**Problem:**
Write out the lines of data verbatim, starting at the line that contains "object_query: bus wheel" and ending at the line that contains "[0,250,474,412]", with both of those lines included.

**Information shown:**
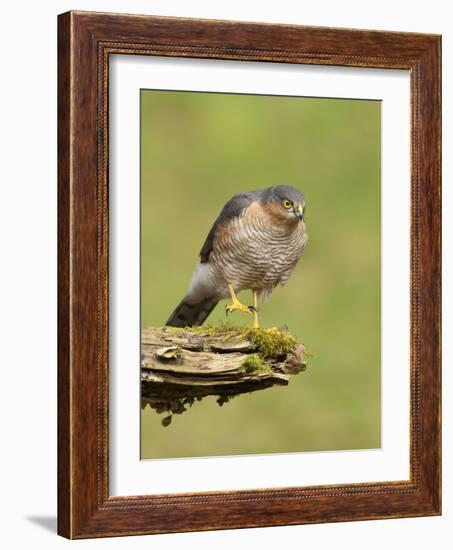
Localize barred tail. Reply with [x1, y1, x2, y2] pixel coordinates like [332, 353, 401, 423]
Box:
[165, 297, 219, 327]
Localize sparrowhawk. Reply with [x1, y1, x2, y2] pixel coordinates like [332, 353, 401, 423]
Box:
[166, 185, 308, 328]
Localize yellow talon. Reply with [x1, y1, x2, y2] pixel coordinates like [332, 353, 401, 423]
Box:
[225, 283, 252, 313]
[225, 283, 259, 328]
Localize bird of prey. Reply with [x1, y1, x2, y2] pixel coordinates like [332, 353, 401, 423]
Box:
[166, 185, 308, 328]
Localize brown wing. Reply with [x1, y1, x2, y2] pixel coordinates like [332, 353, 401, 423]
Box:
[200, 191, 259, 263]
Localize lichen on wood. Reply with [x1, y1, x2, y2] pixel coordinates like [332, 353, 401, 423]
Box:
[141, 325, 307, 426]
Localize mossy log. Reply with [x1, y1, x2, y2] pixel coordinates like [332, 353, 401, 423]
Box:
[141, 325, 307, 426]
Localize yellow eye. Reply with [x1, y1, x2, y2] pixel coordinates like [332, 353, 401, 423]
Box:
[282, 199, 293, 208]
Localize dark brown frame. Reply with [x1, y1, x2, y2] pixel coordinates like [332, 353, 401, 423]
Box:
[58, 12, 441, 538]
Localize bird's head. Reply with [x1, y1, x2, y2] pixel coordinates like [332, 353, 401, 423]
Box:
[261, 185, 305, 224]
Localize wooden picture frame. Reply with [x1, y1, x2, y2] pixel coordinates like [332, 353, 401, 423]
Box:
[58, 12, 441, 538]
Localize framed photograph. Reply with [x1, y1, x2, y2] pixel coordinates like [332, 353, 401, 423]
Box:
[58, 12, 441, 538]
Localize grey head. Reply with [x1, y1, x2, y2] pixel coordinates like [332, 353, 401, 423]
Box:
[259, 185, 305, 220]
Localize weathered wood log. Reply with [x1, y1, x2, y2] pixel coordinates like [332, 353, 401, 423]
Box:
[141, 325, 307, 426]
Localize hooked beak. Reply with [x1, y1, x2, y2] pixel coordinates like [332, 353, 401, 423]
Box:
[294, 204, 304, 221]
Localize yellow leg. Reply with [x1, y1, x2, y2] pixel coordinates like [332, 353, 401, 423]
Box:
[225, 283, 252, 313]
[252, 290, 260, 328]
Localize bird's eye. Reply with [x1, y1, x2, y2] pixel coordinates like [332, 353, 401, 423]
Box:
[282, 199, 293, 208]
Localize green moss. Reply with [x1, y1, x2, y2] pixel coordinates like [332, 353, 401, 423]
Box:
[241, 353, 272, 374]
[246, 328, 298, 359]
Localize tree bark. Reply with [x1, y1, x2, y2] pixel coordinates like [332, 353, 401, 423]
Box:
[141, 327, 307, 426]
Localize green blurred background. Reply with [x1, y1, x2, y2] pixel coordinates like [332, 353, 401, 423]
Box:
[141, 90, 381, 458]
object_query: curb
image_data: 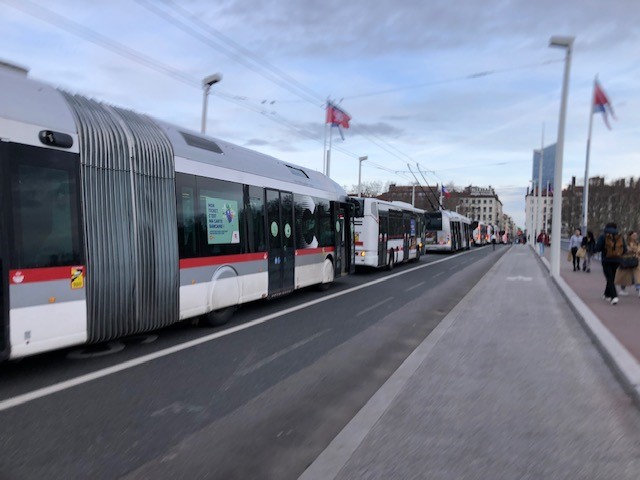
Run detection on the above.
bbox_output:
[298,247,513,480]
[534,252,640,409]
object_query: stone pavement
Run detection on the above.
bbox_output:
[300,245,640,480]
[544,244,640,364]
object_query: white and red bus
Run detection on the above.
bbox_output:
[425,210,471,252]
[352,197,424,270]
[0,65,353,359]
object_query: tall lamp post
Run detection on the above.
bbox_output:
[358,156,369,196]
[549,36,575,278]
[200,73,222,135]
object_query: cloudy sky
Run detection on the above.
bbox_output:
[0,0,640,225]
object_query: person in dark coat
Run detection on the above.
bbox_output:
[582,231,596,273]
[595,222,626,305]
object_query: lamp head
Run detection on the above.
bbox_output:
[202,73,222,87]
[549,35,576,48]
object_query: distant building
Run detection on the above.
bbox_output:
[446,185,504,230]
[531,143,556,190]
[524,188,553,243]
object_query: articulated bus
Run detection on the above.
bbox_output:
[425,210,471,252]
[473,222,489,246]
[0,66,354,359]
[352,198,424,270]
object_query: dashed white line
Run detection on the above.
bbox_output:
[356,297,393,317]
[405,282,424,292]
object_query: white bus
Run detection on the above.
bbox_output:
[473,222,489,247]
[352,198,424,270]
[0,66,354,359]
[425,210,471,252]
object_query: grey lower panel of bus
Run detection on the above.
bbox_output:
[63,92,180,342]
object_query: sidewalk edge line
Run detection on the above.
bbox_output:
[536,255,640,409]
[298,247,513,480]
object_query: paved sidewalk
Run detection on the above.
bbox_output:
[544,244,640,364]
[300,245,640,480]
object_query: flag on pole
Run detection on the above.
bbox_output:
[325,102,351,128]
[592,80,616,130]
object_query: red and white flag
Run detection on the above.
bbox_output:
[325,102,351,128]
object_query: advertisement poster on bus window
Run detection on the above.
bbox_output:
[205,197,240,245]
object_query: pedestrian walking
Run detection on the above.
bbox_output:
[582,231,596,273]
[536,230,549,257]
[595,222,626,305]
[569,228,582,272]
[613,231,640,297]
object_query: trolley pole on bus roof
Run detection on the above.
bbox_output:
[358,156,369,197]
[200,73,222,135]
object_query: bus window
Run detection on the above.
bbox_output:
[10,145,82,268]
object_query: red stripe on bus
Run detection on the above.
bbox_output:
[9,265,84,285]
[180,252,268,268]
[296,247,335,255]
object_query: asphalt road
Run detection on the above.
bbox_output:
[0,247,506,479]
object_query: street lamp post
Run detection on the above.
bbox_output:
[549,36,575,278]
[358,156,369,196]
[200,73,222,135]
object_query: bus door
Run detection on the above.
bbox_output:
[334,203,355,277]
[267,189,295,297]
[402,213,416,262]
[378,211,389,267]
[0,146,9,360]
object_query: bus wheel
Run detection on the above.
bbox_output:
[200,306,236,327]
[318,258,335,292]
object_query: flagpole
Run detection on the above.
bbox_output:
[325,125,333,177]
[582,75,598,235]
[322,98,329,175]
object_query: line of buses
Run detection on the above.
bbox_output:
[0,65,488,360]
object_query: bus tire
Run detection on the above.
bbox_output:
[200,305,237,327]
[318,258,335,292]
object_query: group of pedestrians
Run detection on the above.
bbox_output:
[580,222,640,305]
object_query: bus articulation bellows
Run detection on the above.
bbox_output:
[0,65,354,359]
[425,210,471,252]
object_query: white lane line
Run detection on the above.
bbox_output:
[356,297,393,317]
[236,328,331,376]
[405,282,424,292]
[0,250,474,412]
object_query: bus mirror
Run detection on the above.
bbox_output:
[38,130,73,148]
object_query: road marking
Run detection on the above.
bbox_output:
[356,297,393,317]
[405,282,424,292]
[236,328,331,376]
[0,250,476,412]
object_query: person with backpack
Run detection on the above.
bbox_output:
[613,230,640,297]
[595,222,627,305]
[582,231,596,273]
[569,228,582,272]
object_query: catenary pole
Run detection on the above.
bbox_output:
[582,75,598,235]
[549,36,575,279]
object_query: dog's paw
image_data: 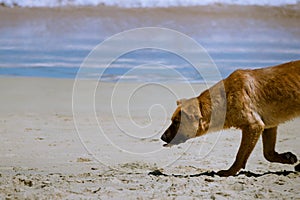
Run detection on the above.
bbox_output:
[295,163,300,172]
[280,152,298,164]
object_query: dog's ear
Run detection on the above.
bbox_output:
[176,99,186,106]
[181,98,202,121]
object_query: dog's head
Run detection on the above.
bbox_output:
[161,98,206,144]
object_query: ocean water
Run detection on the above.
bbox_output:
[0,0,299,8]
[0,0,300,82]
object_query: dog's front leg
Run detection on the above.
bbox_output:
[217,125,263,176]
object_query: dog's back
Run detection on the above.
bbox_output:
[224,61,300,128]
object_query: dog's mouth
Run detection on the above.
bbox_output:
[162,134,188,147]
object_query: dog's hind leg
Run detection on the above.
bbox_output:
[262,127,297,164]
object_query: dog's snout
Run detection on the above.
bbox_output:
[160,134,167,142]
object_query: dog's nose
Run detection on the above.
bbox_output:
[160,134,167,142]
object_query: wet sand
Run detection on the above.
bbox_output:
[0,78,300,199]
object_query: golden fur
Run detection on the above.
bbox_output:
[162,61,300,176]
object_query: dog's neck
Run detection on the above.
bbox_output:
[198,82,226,132]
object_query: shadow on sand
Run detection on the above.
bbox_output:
[148,170,298,178]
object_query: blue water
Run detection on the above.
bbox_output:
[0,6,300,82]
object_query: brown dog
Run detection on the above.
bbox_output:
[161,60,300,176]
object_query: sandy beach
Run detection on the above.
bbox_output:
[0,1,300,199]
[0,78,300,199]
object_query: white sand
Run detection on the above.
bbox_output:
[0,78,300,199]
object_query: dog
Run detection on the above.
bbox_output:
[161,60,300,177]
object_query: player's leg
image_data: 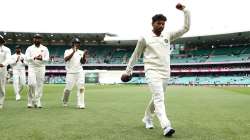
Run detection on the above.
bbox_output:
[13,70,20,101]
[77,72,85,109]
[142,97,155,129]
[148,78,172,135]
[0,72,6,109]
[62,73,76,107]
[35,68,45,108]
[163,79,175,136]
[18,70,26,95]
[27,67,36,108]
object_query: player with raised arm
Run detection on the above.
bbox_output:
[62,38,88,109]
[121,4,190,136]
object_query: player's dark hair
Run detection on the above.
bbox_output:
[152,14,167,23]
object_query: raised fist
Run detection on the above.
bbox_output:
[176,3,185,10]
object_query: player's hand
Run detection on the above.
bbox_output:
[121,73,132,82]
[83,49,89,56]
[73,46,76,52]
[16,56,20,63]
[176,3,186,10]
[21,58,24,63]
[34,54,43,60]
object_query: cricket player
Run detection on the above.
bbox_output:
[25,34,49,108]
[124,4,190,137]
[62,38,87,109]
[0,35,11,109]
[10,45,26,101]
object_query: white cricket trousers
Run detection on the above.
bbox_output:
[64,72,85,106]
[13,69,26,95]
[145,78,171,128]
[28,66,45,106]
[0,68,7,105]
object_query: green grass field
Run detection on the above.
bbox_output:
[0,85,250,140]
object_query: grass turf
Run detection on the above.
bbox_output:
[0,85,250,140]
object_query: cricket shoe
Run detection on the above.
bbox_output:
[163,127,175,137]
[142,117,154,129]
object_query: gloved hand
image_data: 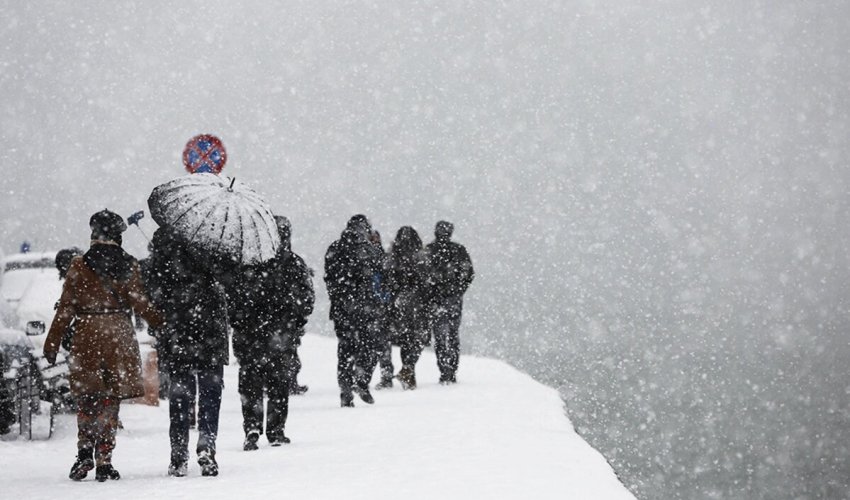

**Solution below:**
object_query: bus wheel
Run detection on the above.
bbox_output:
[200,306,236,327]
[318,258,335,292]
object_query: flagpole
Run detection on the above.
bbox_output:
[325,125,333,177]
[582,75,598,235]
[322,98,329,175]
object_query: line of buses
Run detection on the above.
bbox_output:
[0,65,488,360]
object_query: bus tire
Run detection on the above.
bbox_output:
[200,305,237,327]
[318,258,335,292]
object_query: group of pedestrians
Run detection on the above.
bbox_output:
[580,222,640,305]
object_query: bus articulation bellows
Run detection on the above.
bbox_output:
[0,65,354,359]
[425,210,471,252]
object_query: white lane line
Run detection on the above.
bbox_output:
[356,297,393,317]
[236,328,331,376]
[405,282,424,292]
[0,250,474,412]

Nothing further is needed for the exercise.